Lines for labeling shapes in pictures
-- Start --

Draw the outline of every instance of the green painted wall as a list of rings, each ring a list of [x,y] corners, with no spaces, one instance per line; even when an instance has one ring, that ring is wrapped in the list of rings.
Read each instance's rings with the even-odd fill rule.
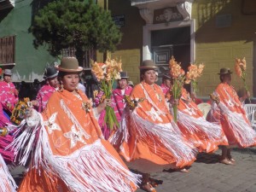
[[[0,38],[16,36],[15,63],[12,68],[13,81],[42,80],[44,68],[56,60],[50,56],[46,48],[35,49],[33,37],[28,32],[32,22],[33,4],[32,0],[19,1],[10,10],[0,10]]]
[[[138,67],[142,61],[143,26],[145,21],[139,9],[131,7],[131,1],[109,0],[108,9],[113,16],[125,16],[125,25],[120,27],[122,40],[112,55],[122,58],[123,70],[127,71],[130,80],[137,84],[140,82]]]

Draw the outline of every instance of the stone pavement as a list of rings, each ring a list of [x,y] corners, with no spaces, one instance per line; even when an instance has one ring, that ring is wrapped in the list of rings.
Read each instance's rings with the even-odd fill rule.
[[[189,173],[152,174],[151,177],[163,180],[163,184],[155,188],[157,192],[256,192],[256,148],[234,148],[234,166],[218,163],[220,154],[221,150],[200,154]]]
[[[221,151],[200,154],[189,173],[160,172],[151,177],[162,180],[157,192],[256,192],[256,148],[232,151],[236,165],[218,163]],[[11,167],[9,167],[11,168]],[[24,168],[11,169],[17,183],[22,179]],[[99,191],[100,192],[100,191]],[[143,192],[137,189],[136,192]]]

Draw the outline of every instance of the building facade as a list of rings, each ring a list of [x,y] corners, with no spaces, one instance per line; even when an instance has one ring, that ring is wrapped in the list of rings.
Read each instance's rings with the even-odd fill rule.
[[[108,8],[124,34],[115,55],[125,58],[124,68],[135,83],[143,60],[167,67],[174,55],[184,69],[189,63],[205,64],[198,95],[207,96],[219,83],[219,69],[234,72],[235,59],[245,57],[247,83],[256,95],[255,1],[110,0]],[[232,84],[242,86],[236,73]]]

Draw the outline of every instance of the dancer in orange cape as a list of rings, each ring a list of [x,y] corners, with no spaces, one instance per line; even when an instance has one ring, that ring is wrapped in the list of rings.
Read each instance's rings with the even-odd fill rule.
[[[19,191],[134,191],[138,177],[104,140],[95,118],[106,102],[92,109],[90,101],[76,89],[83,70],[76,58],[63,58],[56,68],[60,90],[52,94],[42,115],[28,111],[28,127],[13,143],[16,153],[25,149],[21,164],[29,150],[34,152]]]
[[[166,96],[170,98],[172,103],[170,92]],[[199,151],[211,153],[217,150],[218,145],[228,145],[221,126],[210,123],[203,118],[203,113],[184,88],[182,88],[177,110],[177,125],[180,131]]]
[[[252,128],[235,89],[230,85],[230,68],[221,68],[221,83],[212,95],[216,102],[207,115],[207,119],[218,123],[228,138],[229,146],[222,148],[220,162],[226,165],[235,163],[231,157],[231,147],[247,148],[256,145],[256,132]]]
[[[182,137],[161,88],[154,84],[155,68],[150,60],[143,62],[143,81],[134,87],[128,101],[133,110],[126,108],[121,127],[109,139],[129,162],[128,166],[143,174],[142,188],[147,191],[155,191],[150,172],[189,166],[196,154]]]

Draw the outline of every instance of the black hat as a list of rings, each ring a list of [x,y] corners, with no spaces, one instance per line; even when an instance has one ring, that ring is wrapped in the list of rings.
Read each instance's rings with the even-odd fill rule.
[[[128,74],[127,74],[127,72],[120,72],[119,73],[120,73],[121,79],[128,79],[129,78]]]
[[[156,67],[152,60],[145,60],[143,61],[143,64],[139,67],[139,69],[155,69]]]
[[[45,69],[44,74],[44,79],[47,79],[49,78],[55,78],[57,77],[58,75],[58,71],[55,69],[54,67],[48,67]]]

-- End --

■ To be done
Reproduce all of the lines above with "stone pavement" replaced by "cobblestone street" and nothing else altered, leaving out the pictures.

■ Output for this exercise
Draw the outline of every instance of the green painted wall as a list of rings, each ring a list of [x,y] corners, with no spaces, one instance per line; even when an instance has one ring, that ring is wrapped in the list of rings.
Read each instance's rings with the even-odd fill rule.
[[[0,38],[16,36],[15,63],[12,68],[13,81],[42,80],[44,68],[56,60],[50,56],[46,48],[35,49],[33,37],[28,32],[32,22],[33,4],[32,0],[19,1],[10,10],[0,10]]]
[[[138,67],[142,61],[143,26],[145,21],[139,9],[131,7],[131,1],[109,0],[108,9],[113,16],[125,16],[125,25],[120,27],[122,40],[112,55],[122,58],[123,70],[127,71],[130,80],[137,84],[140,82]]]

Draw the outline of every instance of the cobblestone street as a list of rings, each ring a list of [x,y] corners, with no spaces, one instance per line; even when an instance has one ring, that ring is wrapped in the list of rings.
Read each instance's rings with the even-odd fill rule.
[[[189,173],[152,174],[151,177],[163,180],[163,184],[155,188],[157,192],[256,192],[256,148],[234,148],[234,166],[218,163],[220,154],[221,150],[200,154]]]
[[[221,151],[200,154],[189,173],[160,172],[151,177],[162,180],[157,192],[256,192],[256,148],[232,151],[236,165],[218,163]],[[11,167],[9,167],[11,168]],[[24,168],[11,169],[17,183],[22,179]],[[99,191],[100,192],[100,191]],[[143,192],[137,189],[136,192]]]

Draw the outline of every instance of the building facade as a list of rings, each ring a list of [x,y] corners, with no spaces, one instance per line; even when an instance has one ring, that ring is wrapped in the list of rings.
Read each instance's rings with the even-odd fill rule.
[[[108,8],[124,34],[115,55],[125,58],[124,68],[135,83],[143,60],[167,67],[174,55],[184,69],[189,63],[205,64],[198,95],[207,96],[219,83],[219,69],[234,72],[235,59],[245,57],[247,83],[256,95],[255,1],[110,0]],[[232,84],[242,86],[236,73]]]

Draw the outline of every instance of the dancer in orange cape as a list of rings, each ring a list of [x,y] corners, with no spaces, one instance per line; even when an instance has one ring, that ring is wrapped in the list of rings.
Read each instance's rings with the even-odd fill rule.
[[[19,191],[134,191],[138,177],[104,140],[95,118],[106,102],[92,109],[90,101],[76,89],[83,70],[76,58],[63,58],[56,68],[60,90],[52,94],[42,115],[28,111],[28,127],[13,143],[16,153],[25,149],[21,164],[29,150],[34,152]]]
[[[166,96],[170,98],[172,103],[170,92]],[[199,151],[211,153],[217,150],[218,145],[228,145],[221,126],[210,123],[203,118],[203,113],[184,88],[182,88],[177,110],[177,125],[180,131]]]
[[[252,128],[235,89],[230,85],[230,68],[221,68],[221,83],[212,95],[216,102],[207,115],[207,119],[218,123],[228,138],[229,146],[222,148],[220,162],[226,165],[235,163],[231,157],[231,147],[247,148],[256,145],[256,132]]]
[[[182,137],[161,88],[154,84],[155,68],[150,60],[143,62],[143,81],[134,87],[128,101],[133,110],[126,108],[121,127],[109,139],[129,162],[128,166],[143,174],[142,188],[147,191],[155,191],[150,172],[189,166],[196,154]]]

Draw the outline of every instance of the black hat as a list of rings, each ring a list of [x,y] corners, with no spaces, one instance per line; even when an instance has one ring, that ring is wrapped in the list of rings.
Read each instance's rings with the even-odd fill rule.
[[[128,74],[127,74],[127,72],[120,72],[119,73],[120,73],[121,79],[128,79],[129,78]]]
[[[156,67],[152,60],[145,60],[143,61],[143,64],[139,67],[139,69],[155,69]]]
[[[45,69],[44,74],[44,79],[47,79],[49,78],[55,78],[57,77],[58,75],[58,71],[55,69],[54,67],[48,67]]]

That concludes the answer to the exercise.